### [TASK ITEM]
Once you find the line with "Query: parking lot" in the entries below, return exactly every line from it through the line with "Query: snow-covered field".

### [MATERIAL SUPPLIED]
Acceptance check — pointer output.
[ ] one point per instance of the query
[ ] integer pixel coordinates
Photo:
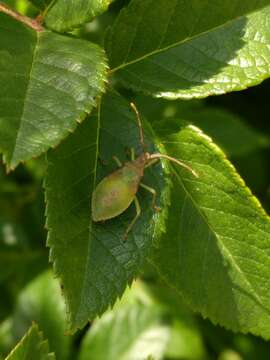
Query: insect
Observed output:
(115, 193)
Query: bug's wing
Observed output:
(113, 195)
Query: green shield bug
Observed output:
(115, 193)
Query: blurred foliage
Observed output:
(28, 295)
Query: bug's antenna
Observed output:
(181, 163)
(133, 106)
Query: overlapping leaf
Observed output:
(31, 347)
(41, 301)
(112, 338)
(92, 260)
(64, 15)
(223, 126)
(190, 48)
(216, 248)
(48, 83)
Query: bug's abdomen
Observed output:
(113, 195)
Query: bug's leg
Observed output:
(132, 154)
(138, 213)
(118, 162)
(154, 194)
(152, 162)
(102, 161)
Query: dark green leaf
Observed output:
(190, 48)
(216, 248)
(31, 347)
(65, 15)
(48, 83)
(92, 260)
(228, 130)
(133, 330)
(41, 301)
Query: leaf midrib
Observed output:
(91, 221)
(229, 255)
(181, 42)
(13, 161)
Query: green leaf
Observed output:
(216, 248)
(41, 301)
(132, 331)
(228, 130)
(41, 4)
(92, 260)
(64, 15)
(190, 49)
(220, 124)
(31, 347)
(48, 83)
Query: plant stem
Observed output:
(34, 24)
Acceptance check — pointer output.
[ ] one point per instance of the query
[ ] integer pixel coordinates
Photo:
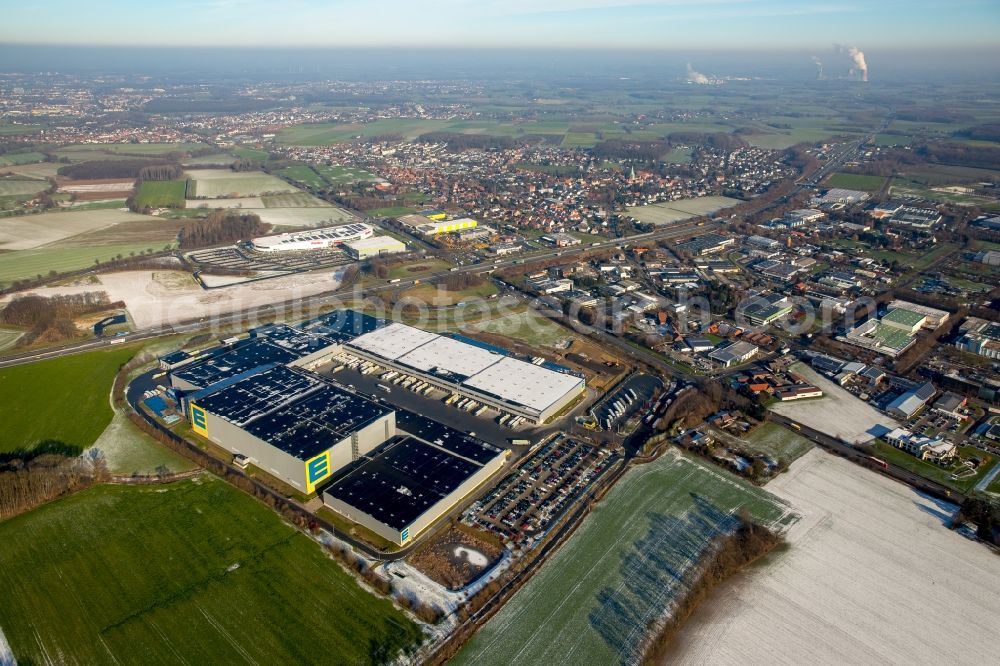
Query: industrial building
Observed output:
(290, 424)
(905, 320)
(734, 354)
(705, 244)
(374, 246)
(278, 344)
(879, 337)
(506, 384)
(391, 470)
(912, 401)
(763, 309)
(934, 316)
(409, 483)
(313, 239)
(981, 337)
(435, 227)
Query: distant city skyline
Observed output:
(647, 24)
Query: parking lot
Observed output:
(536, 494)
(629, 397)
(238, 258)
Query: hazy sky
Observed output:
(667, 24)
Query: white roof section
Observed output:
(523, 383)
(451, 356)
(324, 236)
(393, 341)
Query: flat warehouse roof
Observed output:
(524, 383)
(314, 423)
(292, 411)
(402, 481)
(393, 341)
(246, 356)
(253, 396)
(904, 316)
(343, 325)
(445, 437)
(452, 356)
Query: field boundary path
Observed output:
(148, 479)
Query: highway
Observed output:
(231, 319)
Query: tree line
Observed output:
(729, 554)
(166, 171)
(221, 226)
(27, 483)
(103, 169)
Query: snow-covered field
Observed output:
(623, 567)
(837, 413)
(872, 576)
(155, 298)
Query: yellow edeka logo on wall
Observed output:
(199, 420)
(317, 469)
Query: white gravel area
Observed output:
(872, 576)
(153, 300)
(838, 413)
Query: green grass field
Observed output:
(63, 399)
(24, 264)
(320, 134)
(303, 175)
(194, 572)
(251, 153)
(11, 129)
(293, 200)
(134, 148)
(338, 175)
(433, 296)
(853, 181)
(778, 442)
(161, 194)
(11, 187)
(622, 568)
(221, 183)
(29, 157)
(418, 268)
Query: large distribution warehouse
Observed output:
(291, 424)
(394, 471)
(313, 238)
(507, 384)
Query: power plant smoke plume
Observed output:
(819, 68)
(696, 77)
(859, 68)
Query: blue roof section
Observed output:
(482, 345)
(247, 355)
(157, 404)
(209, 390)
(175, 357)
(343, 325)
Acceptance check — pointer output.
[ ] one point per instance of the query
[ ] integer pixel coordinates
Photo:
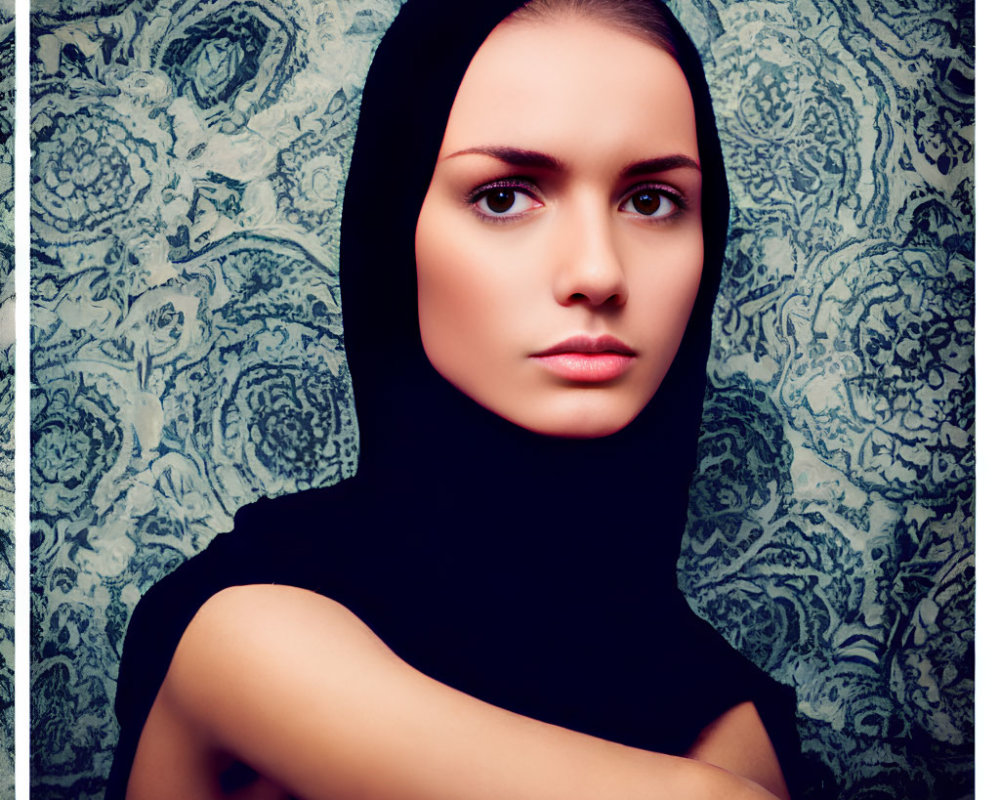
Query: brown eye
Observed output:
(653, 202)
(646, 203)
(504, 202)
(500, 200)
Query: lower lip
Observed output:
(587, 367)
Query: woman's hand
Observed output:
(296, 686)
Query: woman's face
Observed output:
(559, 248)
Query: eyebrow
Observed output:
(517, 157)
(661, 164)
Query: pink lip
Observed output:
(583, 359)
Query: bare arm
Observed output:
(295, 685)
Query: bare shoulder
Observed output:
(263, 641)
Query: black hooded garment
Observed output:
(447, 543)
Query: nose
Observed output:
(591, 271)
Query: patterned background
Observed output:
(189, 159)
(6, 398)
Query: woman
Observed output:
(532, 235)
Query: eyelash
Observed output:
(522, 186)
(517, 185)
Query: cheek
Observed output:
(455, 293)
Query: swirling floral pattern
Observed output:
(6, 399)
(188, 357)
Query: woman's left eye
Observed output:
(650, 202)
(503, 201)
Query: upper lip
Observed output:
(589, 344)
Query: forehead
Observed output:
(555, 82)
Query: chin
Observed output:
(579, 425)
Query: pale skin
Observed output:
(293, 685)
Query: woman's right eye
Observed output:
(504, 201)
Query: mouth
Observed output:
(585, 359)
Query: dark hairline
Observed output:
(639, 18)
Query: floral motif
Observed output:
(188, 357)
(881, 379)
(89, 172)
(231, 58)
(75, 437)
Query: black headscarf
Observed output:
(533, 572)
(416, 429)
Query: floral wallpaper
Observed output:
(6, 399)
(189, 159)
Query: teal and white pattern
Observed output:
(6, 399)
(189, 161)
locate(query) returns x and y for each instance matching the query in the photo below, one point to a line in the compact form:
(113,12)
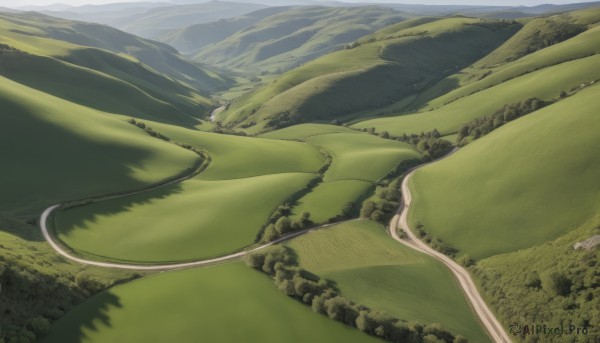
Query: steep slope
(288,39)
(369,75)
(93,77)
(149,310)
(194,37)
(160,57)
(481,89)
(527,183)
(160,20)
(53,150)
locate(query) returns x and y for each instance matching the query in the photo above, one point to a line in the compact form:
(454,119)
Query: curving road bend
(490,322)
(149,267)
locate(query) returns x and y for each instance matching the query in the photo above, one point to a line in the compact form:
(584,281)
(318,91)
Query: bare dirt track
(399,221)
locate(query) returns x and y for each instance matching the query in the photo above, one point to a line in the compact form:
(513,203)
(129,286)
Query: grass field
(292,37)
(362,156)
(545,84)
(226,303)
(72,151)
(328,199)
(303,131)
(528,182)
(371,269)
(236,157)
(189,221)
(369,76)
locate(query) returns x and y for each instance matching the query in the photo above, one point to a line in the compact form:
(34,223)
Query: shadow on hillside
(63,159)
(28,292)
(92,315)
(84,216)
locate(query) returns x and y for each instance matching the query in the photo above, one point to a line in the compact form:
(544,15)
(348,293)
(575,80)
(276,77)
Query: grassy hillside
(359,161)
(159,57)
(370,75)
(482,88)
(199,210)
(546,84)
(157,21)
(530,181)
(531,274)
(302,131)
(80,152)
(116,83)
(290,38)
(189,221)
(358,156)
(370,268)
(226,303)
(234,157)
(194,37)
(31,270)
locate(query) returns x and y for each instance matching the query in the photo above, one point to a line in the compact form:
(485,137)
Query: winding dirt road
(492,325)
(149,267)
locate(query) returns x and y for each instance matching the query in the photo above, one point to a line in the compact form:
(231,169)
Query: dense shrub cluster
(389,197)
(551,284)
(322,297)
(480,127)
(37,286)
(148,129)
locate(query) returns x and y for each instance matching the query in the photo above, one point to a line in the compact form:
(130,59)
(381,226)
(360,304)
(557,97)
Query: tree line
(480,127)
(311,290)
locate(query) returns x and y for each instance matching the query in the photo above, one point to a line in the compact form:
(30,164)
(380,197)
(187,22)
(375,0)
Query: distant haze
(13,3)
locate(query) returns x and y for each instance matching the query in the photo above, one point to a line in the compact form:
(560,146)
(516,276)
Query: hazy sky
(16,3)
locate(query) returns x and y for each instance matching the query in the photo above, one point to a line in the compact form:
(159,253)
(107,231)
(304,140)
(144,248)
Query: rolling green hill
(70,151)
(190,221)
(247,176)
(482,88)
(194,37)
(116,83)
(529,182)
(158,56)
(359,161)
(368,267)
(157,21)
(370,75)
(228,303)
(295,36)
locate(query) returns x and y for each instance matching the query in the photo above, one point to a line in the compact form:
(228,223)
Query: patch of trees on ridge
(311,290)
(480,127)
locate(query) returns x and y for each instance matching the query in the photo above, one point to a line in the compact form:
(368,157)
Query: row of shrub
(387,203)
(148,129)
(480,127)
(323,298)
(430,144)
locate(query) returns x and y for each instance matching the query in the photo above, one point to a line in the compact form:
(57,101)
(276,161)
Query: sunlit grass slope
(360,156)
(524,184)
(329,199)
(372,269)
(192,220)
(54,150)
(52,56)
(227,303)
(302,131)
(369,76)
(158,56)
(546,84)
(236,157)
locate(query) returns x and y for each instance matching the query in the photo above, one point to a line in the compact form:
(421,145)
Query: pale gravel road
(490,322)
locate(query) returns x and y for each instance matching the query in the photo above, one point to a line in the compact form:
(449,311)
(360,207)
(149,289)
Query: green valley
(312,172)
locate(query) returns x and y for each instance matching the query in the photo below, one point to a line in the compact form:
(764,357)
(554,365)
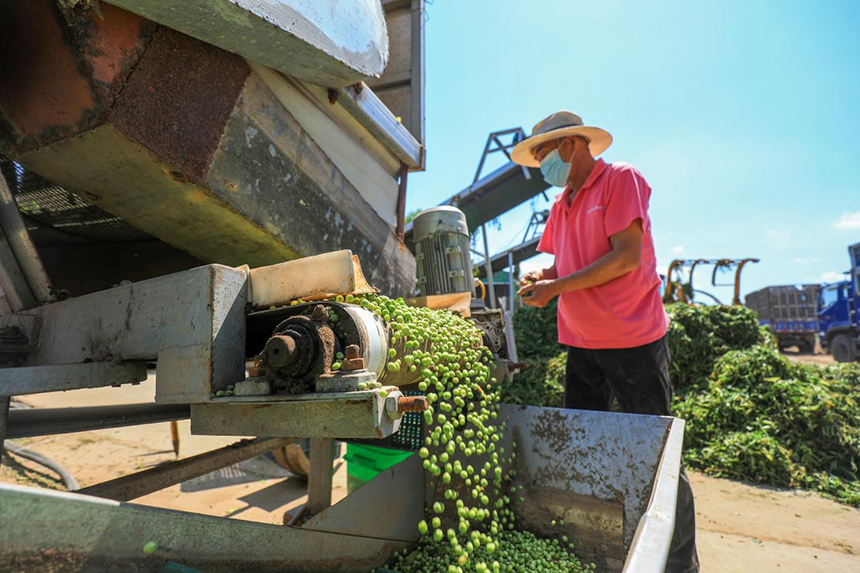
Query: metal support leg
(319,480)
(4,416)
(511,282)
(489,268)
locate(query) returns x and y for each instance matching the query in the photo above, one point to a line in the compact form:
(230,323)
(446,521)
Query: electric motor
(442,251)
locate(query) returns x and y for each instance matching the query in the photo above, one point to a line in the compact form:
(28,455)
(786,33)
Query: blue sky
(743,116)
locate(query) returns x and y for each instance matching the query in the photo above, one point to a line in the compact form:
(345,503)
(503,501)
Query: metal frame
(676,265)
(101,534)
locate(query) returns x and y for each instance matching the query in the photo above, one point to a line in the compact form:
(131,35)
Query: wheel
(843,349)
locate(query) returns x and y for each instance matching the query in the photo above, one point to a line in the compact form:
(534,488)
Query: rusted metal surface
(173,136)
(387,507)
(359,414)
(110,43)
(45,94)
(59,531)
(178,99)
(320,476)
(142,483)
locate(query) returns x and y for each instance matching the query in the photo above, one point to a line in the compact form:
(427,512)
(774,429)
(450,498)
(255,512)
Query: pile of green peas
(461,453)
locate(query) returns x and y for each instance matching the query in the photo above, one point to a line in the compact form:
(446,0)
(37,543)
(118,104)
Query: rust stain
(44,95)
(111,46)
(178,99)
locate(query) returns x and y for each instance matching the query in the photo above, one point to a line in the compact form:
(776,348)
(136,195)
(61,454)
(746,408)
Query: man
(610,313)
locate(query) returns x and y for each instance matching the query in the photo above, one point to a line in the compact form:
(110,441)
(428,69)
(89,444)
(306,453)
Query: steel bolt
(281,351)
(412,404)
(353,359)
(319,313)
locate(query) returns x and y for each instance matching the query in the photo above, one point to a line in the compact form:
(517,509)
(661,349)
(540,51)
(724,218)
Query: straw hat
(558,125)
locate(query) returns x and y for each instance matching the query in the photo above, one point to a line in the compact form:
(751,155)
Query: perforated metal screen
(46,205)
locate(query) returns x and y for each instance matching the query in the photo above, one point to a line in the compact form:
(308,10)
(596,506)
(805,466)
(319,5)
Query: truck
(839,313)
(173,179)
(790,312)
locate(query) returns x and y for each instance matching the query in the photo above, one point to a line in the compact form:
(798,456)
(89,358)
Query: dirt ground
(741,528)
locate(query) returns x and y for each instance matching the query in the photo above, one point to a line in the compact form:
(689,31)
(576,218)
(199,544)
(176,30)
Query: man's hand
(531,277)
(538,294)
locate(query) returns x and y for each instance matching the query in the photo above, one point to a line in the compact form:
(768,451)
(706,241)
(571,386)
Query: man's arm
(625,256)
(541,275)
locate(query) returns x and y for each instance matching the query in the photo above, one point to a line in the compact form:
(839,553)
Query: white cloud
(847,221)
(831,277)
(778,238)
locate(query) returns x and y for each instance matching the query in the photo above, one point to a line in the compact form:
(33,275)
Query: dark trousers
(638,379)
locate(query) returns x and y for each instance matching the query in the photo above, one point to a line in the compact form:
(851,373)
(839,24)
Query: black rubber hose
(68,479)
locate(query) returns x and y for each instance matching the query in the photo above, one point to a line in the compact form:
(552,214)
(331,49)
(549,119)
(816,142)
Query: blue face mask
(555,171)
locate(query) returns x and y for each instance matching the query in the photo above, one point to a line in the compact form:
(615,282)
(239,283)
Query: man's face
(565,146)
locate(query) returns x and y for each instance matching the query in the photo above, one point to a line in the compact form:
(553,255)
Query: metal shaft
(281,350)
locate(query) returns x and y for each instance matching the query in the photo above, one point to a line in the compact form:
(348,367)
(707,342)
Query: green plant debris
(752,415)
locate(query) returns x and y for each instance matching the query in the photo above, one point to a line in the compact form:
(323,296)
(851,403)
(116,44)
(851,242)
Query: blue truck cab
(839,313)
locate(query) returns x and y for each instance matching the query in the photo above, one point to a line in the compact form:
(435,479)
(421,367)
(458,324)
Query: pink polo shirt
(627,311)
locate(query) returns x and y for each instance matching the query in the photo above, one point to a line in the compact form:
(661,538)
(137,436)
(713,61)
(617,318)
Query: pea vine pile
(470,526)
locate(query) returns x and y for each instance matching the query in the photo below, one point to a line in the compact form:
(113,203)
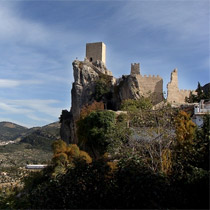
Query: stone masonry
(96,51)
(132,86)
(175,95)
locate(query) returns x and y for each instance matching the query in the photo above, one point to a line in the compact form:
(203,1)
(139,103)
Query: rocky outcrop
(88,77)
(175,95)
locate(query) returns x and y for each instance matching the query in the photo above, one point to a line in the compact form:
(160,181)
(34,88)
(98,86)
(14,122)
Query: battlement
(96,51)
(135,68)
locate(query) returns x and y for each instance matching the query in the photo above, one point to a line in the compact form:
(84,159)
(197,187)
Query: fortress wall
(96,51)
(174,94)
(151,86)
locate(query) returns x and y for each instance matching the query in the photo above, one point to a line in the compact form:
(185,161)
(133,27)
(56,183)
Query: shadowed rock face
(86,76)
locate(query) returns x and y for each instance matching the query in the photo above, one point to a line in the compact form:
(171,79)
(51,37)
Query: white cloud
(8,83)
(30,106)
(13,108)
(16,122)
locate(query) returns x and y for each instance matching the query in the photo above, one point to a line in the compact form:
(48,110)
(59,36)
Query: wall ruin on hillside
(175,95)
(151,86)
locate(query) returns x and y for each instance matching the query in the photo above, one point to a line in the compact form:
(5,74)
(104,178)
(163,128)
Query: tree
(93,129)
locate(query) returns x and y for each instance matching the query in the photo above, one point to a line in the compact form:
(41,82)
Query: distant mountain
(21,145)
(42,137)
(37,136)
(206,88)
(11,131)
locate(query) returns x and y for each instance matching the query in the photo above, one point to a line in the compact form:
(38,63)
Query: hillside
(33,145)
(11,131)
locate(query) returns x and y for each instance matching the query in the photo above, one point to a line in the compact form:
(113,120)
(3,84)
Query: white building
(200,109)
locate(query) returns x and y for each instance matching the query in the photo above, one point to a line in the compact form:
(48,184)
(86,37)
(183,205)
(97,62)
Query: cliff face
(93,82)
(83,89)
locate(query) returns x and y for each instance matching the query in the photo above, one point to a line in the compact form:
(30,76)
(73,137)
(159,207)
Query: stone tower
(135,68)
(96,51)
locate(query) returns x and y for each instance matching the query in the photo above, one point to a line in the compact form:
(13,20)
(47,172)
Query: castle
(148,85)
(132,86)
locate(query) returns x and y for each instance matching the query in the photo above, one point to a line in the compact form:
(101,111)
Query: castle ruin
(132,86)
(175,95)
(96,51)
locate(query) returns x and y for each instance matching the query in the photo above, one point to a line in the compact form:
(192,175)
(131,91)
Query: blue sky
(40,39)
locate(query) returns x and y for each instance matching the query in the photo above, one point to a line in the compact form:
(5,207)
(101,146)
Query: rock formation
(84,91)
(94,82)
(175,95)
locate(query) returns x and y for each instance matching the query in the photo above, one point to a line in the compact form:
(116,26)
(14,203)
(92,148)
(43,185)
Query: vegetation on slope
(151,159)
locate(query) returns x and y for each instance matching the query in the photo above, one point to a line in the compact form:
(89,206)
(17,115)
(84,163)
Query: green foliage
(93,129)
(135,105)
(201,94)
(102,88)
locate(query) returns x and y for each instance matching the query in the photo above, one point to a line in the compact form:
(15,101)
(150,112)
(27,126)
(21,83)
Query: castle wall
(151,86)
(96,51)
(135,68)
(175,95)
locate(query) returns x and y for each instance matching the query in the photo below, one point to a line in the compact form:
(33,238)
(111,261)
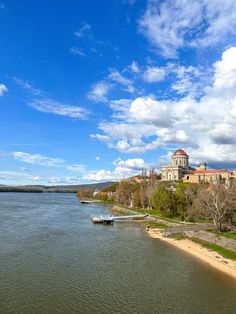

### [OUTPUT FOR THIS EXERCISE]
Query: parking lot
Observed output:
(536, 494)
(629, 397)
(238, 258)
Query: hazy sky
Observed output:
(667, 24)
Query: white roof section
Observed output:
(523, 383)
(451, 356)
(324, 236)
(393, 341)
Query: flat warehouse roof
Observed output:
(524, 383)
(314, 423)
(292, 411)
(402, 481)
(393, 341)
(246, 356)
(253, 396)
(904, 316)
(343, 325)
(445, 437)
(452, 356)
Query: field boundary path
Observed output:
(148, 479)
Query: highway
Observed output:
(231, 319)
Query: tree line
Observed output:
(729, 554)
(166, 171)
(221, 226)
(27, 483)
(103, 169)
Query: snow-covered field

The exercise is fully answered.